You are not your illness.
So many times especially in arguments with loved ones in the middle of our debate I would be called crazy. Calling someone crazy is an easy cop out to invalidating anything they say while in the midst of an argument. Now, I will admit that there have been times where my ideas have actually been based strictly in my own anxiety riddled mind with no actual facts to back up my irrational fears.Instead of calling me crazy, it would have been better to try to ground my thoughts in reality with compassion. But, there have also been other times where I was inherently right about things and I was being called crazy just because the other party did not want to see what I saw.
Calling someone crazy because their mind thinks differently is a harsh stigma that needs to stop. Many of the worlds greatest minds (writers, artists, musicians, politicians, philosophers, scientists) actually suffered from mental illness. Genius and insanity actually are linked. Illnesses like schizophrenia and bipolar disorder are often found in highly creative and intelligent people. Creativity appears to be significantly linked to mood disorders, especially bipolar disorder.
For years countless psychiatrists had tried to diagnose me with bipolar disorder and I would always deny it to them and just tell them that i had depression. Partially because I was denying it to myself, because of the social stigma that would follow. I was never manic as a child, I actually never experienced acute mania until around the time of my 24th birthday. I believe the mania was brought about because I was foolishly eating shrooms on almost a weekly basis for two or three weeks. I knew I was manic because I fit the stereotype of someone who was manic: sleeping very little, over abundance of energy, racing thoughts, a surge of creative ideas (i remember filling an entire journal in a matter of month because of all the creative ideas I wanted to pursue) i was spending money recklessly, and that lead to the repo of my beloved Mazda. After that, it became a wake up call to go back on my antidepressants to stabilize my mood. It had an immediate effect and I was back to being calmer.

———

▶ _Work item 1_:
According to the essay on mental illness, around what point in the writer's life did acute mania first occur?
▶ _Work item 2_:
Go on with the essay on mental illness from the point where it stops.
The entries after the essay on mental illness are separate material.

———

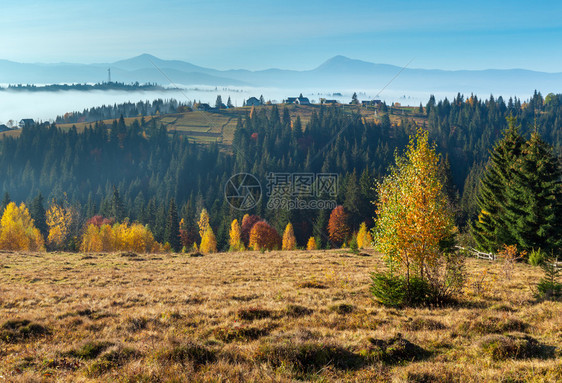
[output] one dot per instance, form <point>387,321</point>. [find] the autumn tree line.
<point>139,174</point>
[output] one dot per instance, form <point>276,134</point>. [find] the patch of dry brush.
<point>252,316</point>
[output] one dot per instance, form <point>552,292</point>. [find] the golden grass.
<point>252,316</point>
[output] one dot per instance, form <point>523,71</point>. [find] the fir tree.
<point>117,209</point>
<point>491,230</point>
<point>172,234</point>
<point>39,215</point>
<point>5,201</point>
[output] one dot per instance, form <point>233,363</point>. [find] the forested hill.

———

▶ _Exercise response 1_:
Around the time of the writer's 24th birthday.

▶ _Exercise response 2_:
It sucks though because countless ex boyfriends have called me insane and I really took it to heart. Once I started learning about the art of self acceptance, that once you accept and love your flaws no one can use them against you.
I started reading up on the link between genius and insanity.
“people with psychosis don’t filter stimuli as well as other people. Instead, they’re able to entertain contradictory ideas simultaneously, and become aware of loose associations that most people’s unconscious brains wouldn’t consider worthy of sending to the surface of our consciousness. While the invasion of nonsense into conscious thought can be overwhelming and disruptive, “it can be quite creative, too,” As for how this leads to strokes of genius, it could be that the sheer bounty of unsuppressed ideas means a greater probability of producing something profound.”
There is also a correlating study that you do not need an IQ of 140 or higher to be considered a “genius” that most creative geniuses had an IQ of around 120 (still high enough to be considered superior intelligence)
In conclusion, even if I am dubbed ‘insane’ then I will own it. I will own it because i’d rather be me than be anyone mediocre. It is complete agony and ecstasy to feel as deeply as I do. Call me crazy, because your words can’t hurt me anymore.